## [Instructions to follow]
Repeat the whole listing exactly as written.

## [Data to use]

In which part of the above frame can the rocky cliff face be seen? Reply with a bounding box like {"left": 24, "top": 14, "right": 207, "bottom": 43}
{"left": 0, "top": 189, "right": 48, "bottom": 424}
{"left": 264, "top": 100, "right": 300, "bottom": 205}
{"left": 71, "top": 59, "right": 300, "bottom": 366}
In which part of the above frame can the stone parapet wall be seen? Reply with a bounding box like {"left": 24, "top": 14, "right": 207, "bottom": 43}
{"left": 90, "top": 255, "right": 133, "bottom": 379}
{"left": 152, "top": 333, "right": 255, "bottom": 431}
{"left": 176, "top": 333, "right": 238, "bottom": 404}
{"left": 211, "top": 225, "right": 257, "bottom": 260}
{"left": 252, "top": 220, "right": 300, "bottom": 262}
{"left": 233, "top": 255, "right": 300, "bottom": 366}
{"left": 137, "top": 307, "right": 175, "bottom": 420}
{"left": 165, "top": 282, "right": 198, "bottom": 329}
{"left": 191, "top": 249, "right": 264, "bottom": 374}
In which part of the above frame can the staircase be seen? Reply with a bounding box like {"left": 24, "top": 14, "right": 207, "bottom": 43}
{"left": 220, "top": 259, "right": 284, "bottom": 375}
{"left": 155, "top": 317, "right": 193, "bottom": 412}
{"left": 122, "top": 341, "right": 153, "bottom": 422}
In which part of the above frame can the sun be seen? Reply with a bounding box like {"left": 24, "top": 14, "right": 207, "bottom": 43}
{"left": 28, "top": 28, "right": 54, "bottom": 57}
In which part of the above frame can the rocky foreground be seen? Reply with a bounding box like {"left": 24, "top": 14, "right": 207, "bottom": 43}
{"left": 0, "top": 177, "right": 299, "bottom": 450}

## [Solution for this problem]
In which part of the above frame can the rocky cliff face be seen? Reply with a bounding box like {"left": 24, "top": 14, "right": 207, "bottom": 43}
{"left": 0, "top": 189, "right": 48, "bottom": 424}
{"left": 264, "top": 100, "right": 300, "bottom": 205}
{"left": 71, "top": 59, "right": 300, "bottom": 366}
In which part of the above frame can the stone parapet wall be seen? Reply with a bounding box like {"left": 24, "top": 14, "right": 207, "bottom": 43}
{"left": 90, "top": 255, "right": 133, "bottom": 379}
{"left": 152, "top": 333, "right": 255, "bottom": 431}
{"left": 176, "top": 333, "right": 238, "bottom": 404}
{"left": 211, "top": 225, "right": 257, "bottom": 260}
{"left": 252, "top": 220, "right": 300, "bottom": 262}
{"left": 233, "top": 255, "right": 300, "bottom": 366}
{"left": 137, "top": 307, "right": 175, "bottom": 420}
{"left": 165, "top": 282, "right": 198, "bottom": 329}
{"left": 191, "top": 249, "right": 264, "bottom": 374}
In which part of the above frame can the staircase be seen? Reply with a bounding box like {"left": 24, "top": 14, "right": 207, "bottom": 43}
{"left": 220, "top": 259, "right": 284, "bottom": 375}
{"left": 155, "top": 317, "right": 193, "bottom": 412}
{"left": 122, "top": 341, "right": 153, "bottom": 422}
In which part of the above frame can the sun be seen? Reply with a bounding box like {"left": 24, "top": 14, "right": 207, "bottom": 43}
{"left": 28, "top": 28, "right": 54, "bottom": 57}
In which part of the above frame can the rocky foreground be seen? Reply with a bounding box like {"left": 24, "top": 14, "right": 207, "bottom": 43}
{"left": 0, "top": 177, "right": 299, "bottom": 450}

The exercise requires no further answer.